Identify each line in the rows below that contains the word "cumulus" and copy those lines.

Data entries
>> Start
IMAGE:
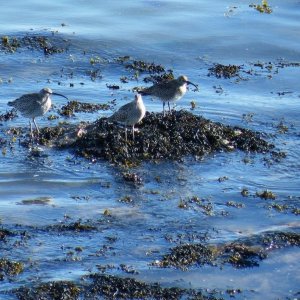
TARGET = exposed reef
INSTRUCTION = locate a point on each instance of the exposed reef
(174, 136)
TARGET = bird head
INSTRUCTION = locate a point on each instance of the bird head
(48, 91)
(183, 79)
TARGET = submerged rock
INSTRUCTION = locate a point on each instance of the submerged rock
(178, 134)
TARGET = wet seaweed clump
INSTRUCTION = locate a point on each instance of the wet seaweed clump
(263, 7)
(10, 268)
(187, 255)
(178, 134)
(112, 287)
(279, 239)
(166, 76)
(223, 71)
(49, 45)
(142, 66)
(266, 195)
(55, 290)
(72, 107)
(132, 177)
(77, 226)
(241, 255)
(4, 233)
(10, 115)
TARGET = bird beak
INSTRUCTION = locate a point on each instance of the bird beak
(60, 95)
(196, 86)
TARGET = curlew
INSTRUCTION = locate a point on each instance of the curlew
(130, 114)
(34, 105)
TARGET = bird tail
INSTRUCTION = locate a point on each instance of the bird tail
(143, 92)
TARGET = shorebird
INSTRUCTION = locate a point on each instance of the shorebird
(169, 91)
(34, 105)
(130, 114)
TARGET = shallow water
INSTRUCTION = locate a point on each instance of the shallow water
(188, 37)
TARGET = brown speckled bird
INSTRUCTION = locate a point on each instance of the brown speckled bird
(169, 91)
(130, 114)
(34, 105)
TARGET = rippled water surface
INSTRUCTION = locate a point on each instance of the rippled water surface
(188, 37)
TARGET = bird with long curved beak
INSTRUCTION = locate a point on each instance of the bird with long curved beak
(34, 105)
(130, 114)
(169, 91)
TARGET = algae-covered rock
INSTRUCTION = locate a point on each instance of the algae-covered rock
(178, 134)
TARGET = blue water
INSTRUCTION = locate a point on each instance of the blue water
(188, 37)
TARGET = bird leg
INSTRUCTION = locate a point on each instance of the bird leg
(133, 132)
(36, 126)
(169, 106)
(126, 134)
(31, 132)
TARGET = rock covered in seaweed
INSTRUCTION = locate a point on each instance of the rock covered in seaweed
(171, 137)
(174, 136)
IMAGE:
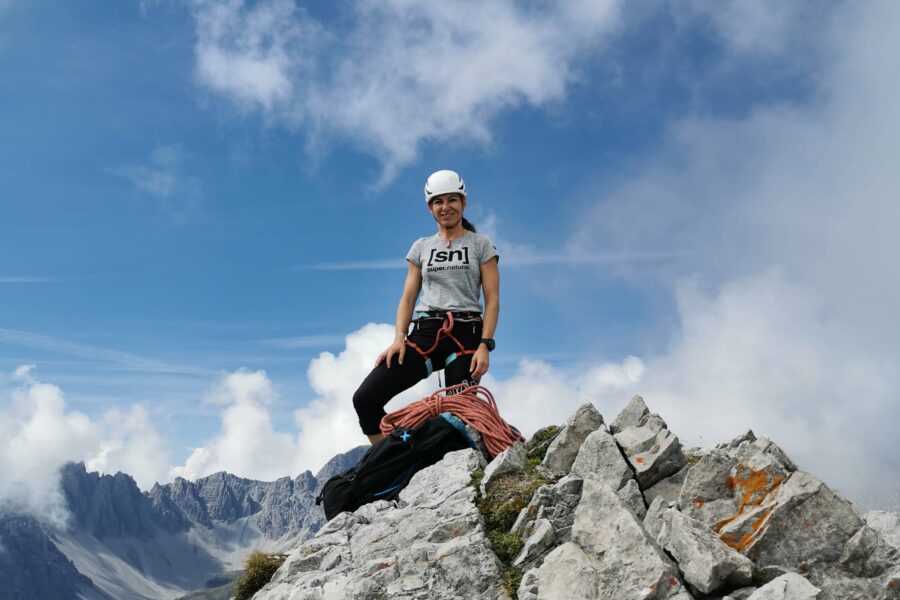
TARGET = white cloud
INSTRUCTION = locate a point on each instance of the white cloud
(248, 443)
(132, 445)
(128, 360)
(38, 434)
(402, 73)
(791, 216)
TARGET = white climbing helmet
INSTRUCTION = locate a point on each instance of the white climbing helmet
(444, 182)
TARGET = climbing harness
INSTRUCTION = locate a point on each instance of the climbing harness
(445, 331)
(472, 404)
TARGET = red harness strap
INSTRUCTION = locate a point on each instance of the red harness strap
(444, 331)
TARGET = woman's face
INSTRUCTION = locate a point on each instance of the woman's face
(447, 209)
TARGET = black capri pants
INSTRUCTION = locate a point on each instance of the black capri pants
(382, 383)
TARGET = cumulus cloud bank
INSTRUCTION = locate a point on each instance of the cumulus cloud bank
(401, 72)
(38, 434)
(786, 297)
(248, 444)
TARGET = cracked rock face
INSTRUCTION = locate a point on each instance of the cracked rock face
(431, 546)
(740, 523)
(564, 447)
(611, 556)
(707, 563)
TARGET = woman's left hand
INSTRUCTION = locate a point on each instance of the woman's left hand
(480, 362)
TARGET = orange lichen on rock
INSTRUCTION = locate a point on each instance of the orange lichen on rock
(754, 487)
>> End
>> Start
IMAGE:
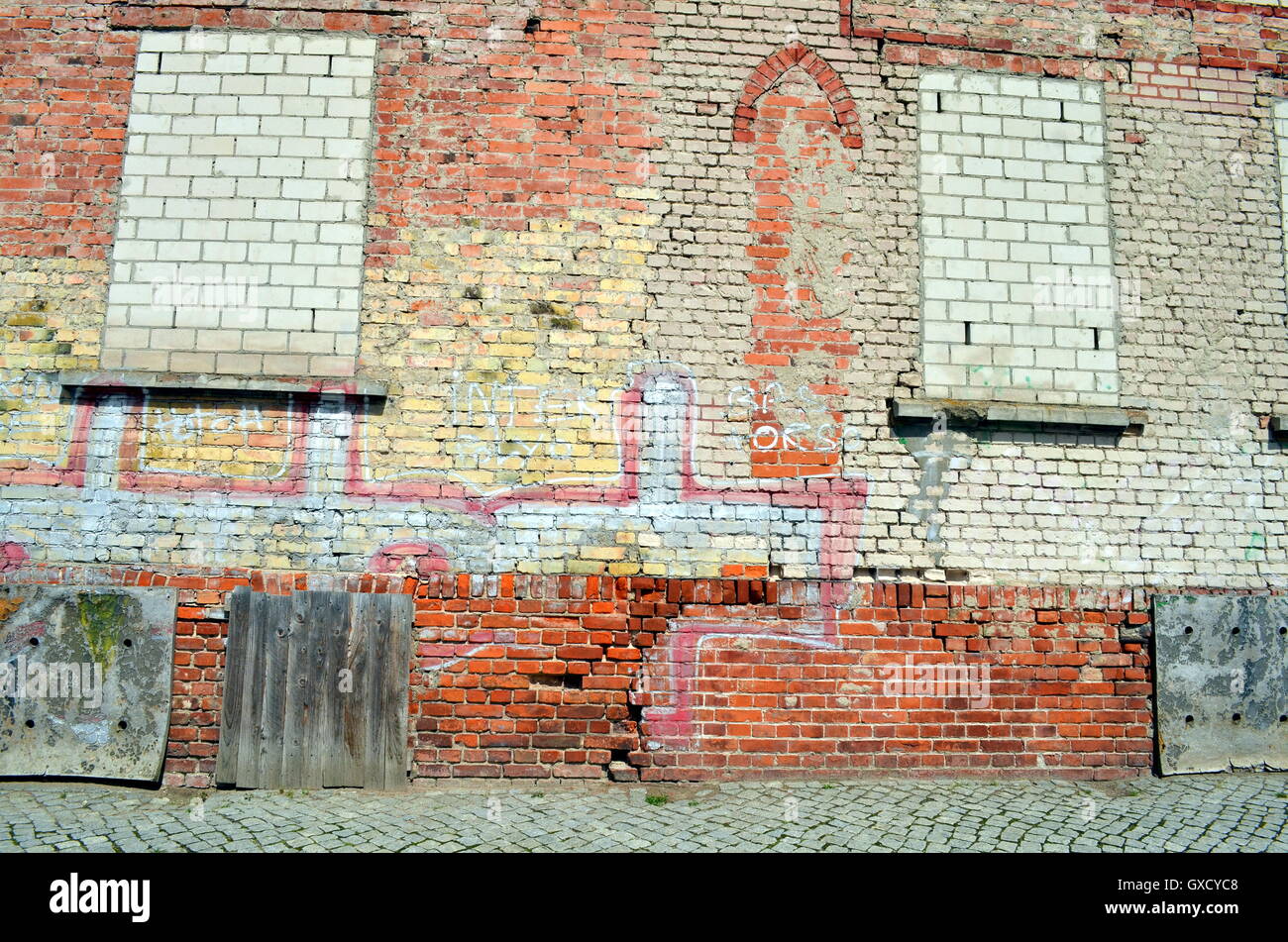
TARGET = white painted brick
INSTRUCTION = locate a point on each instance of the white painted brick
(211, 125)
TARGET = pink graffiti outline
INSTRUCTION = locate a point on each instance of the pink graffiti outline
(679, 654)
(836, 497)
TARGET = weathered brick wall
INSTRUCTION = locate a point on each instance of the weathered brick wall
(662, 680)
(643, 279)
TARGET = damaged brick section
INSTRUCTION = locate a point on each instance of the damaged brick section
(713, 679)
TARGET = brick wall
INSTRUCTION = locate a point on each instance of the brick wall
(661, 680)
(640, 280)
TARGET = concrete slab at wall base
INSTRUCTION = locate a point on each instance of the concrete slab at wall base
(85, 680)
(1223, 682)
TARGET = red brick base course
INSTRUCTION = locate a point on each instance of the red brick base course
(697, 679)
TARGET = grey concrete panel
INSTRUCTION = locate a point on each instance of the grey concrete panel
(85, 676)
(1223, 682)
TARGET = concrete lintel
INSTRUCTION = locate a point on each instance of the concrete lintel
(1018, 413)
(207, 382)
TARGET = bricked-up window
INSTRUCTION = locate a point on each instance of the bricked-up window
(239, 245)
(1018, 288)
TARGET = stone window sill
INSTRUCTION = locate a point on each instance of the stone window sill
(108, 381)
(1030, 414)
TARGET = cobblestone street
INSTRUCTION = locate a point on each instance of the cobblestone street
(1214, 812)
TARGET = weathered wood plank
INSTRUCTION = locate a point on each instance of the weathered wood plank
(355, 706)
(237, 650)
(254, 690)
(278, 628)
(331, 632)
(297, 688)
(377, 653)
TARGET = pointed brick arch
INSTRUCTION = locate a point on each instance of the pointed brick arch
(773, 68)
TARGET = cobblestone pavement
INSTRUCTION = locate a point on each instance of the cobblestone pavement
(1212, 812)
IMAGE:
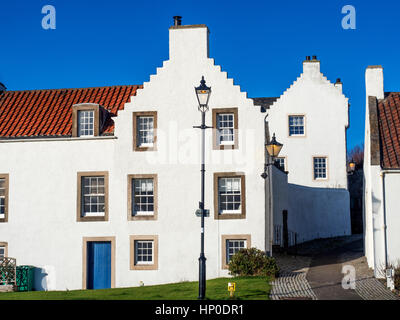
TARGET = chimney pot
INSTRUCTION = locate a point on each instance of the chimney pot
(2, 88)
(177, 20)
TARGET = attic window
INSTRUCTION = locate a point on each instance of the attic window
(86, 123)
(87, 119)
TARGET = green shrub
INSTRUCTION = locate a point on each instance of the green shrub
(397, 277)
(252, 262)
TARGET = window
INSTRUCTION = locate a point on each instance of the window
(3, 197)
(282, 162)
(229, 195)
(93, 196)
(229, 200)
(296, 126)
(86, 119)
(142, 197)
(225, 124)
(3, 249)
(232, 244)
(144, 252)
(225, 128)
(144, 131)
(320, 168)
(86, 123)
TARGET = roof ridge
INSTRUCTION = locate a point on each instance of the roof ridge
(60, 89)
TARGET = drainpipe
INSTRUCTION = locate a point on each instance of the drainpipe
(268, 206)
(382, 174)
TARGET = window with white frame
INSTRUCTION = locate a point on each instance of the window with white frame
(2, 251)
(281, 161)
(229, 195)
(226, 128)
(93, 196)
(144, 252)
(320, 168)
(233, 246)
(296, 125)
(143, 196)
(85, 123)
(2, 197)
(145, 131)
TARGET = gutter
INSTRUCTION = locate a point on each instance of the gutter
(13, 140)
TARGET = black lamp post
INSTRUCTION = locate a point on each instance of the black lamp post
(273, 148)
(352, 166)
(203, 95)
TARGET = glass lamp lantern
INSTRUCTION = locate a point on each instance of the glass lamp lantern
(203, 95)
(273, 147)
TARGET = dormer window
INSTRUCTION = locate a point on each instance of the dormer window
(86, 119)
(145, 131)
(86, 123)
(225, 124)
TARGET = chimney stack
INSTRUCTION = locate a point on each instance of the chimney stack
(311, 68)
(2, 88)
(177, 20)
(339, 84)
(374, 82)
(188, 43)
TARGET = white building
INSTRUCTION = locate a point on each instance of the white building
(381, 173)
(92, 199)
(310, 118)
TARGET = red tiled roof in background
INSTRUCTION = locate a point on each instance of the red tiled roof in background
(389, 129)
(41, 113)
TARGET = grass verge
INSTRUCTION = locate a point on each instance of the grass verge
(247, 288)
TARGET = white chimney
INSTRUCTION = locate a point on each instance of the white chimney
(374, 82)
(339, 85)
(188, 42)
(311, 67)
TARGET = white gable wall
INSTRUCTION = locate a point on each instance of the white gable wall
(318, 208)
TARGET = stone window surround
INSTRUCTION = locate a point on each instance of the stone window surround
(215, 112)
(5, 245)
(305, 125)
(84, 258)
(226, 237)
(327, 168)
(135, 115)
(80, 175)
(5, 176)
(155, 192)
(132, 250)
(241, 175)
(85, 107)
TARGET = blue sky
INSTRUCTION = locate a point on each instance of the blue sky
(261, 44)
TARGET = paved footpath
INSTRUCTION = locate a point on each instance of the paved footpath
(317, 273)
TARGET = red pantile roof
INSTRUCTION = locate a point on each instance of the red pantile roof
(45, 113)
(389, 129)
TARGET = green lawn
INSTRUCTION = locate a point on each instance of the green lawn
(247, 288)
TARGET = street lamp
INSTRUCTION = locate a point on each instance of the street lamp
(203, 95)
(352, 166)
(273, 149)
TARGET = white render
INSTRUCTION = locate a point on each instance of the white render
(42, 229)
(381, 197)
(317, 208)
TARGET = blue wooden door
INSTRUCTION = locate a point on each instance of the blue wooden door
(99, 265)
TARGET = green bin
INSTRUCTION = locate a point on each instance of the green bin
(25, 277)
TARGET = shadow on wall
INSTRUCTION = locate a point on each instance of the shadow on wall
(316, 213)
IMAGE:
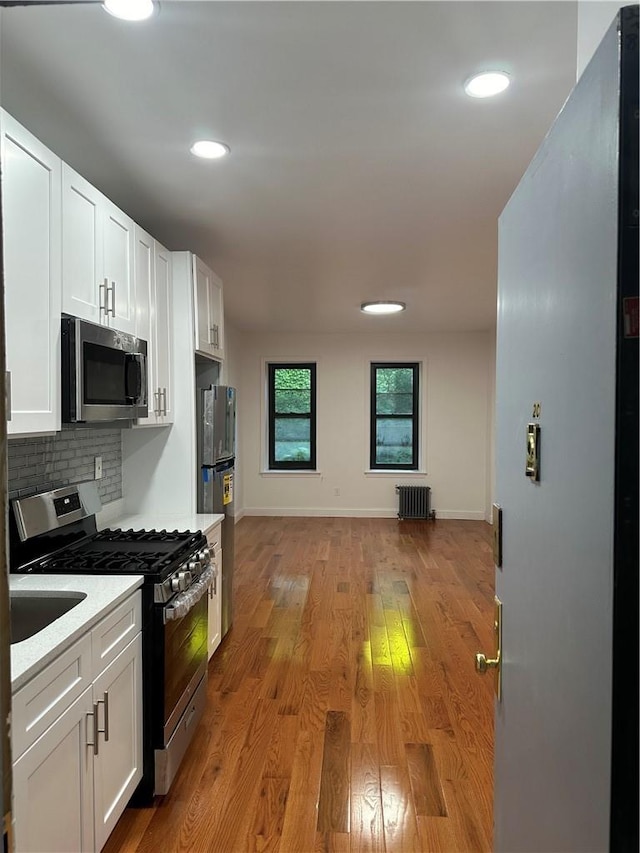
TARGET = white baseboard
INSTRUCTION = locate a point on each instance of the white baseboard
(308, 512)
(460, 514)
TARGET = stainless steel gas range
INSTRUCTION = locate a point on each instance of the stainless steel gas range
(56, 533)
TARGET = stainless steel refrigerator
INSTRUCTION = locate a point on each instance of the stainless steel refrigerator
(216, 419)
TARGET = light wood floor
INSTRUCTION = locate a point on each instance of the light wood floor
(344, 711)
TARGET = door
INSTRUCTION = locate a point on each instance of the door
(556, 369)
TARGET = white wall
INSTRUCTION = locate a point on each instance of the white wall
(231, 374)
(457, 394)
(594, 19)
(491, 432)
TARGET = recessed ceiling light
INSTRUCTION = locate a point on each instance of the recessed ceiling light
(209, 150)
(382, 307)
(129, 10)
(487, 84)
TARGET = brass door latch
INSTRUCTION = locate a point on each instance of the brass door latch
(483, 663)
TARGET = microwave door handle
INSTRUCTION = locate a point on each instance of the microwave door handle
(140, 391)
>> End
§ Task result:
TARGET = cumulus cloud bank
INSTRUCTION = locate a point on each instance of the cumulus cloud bank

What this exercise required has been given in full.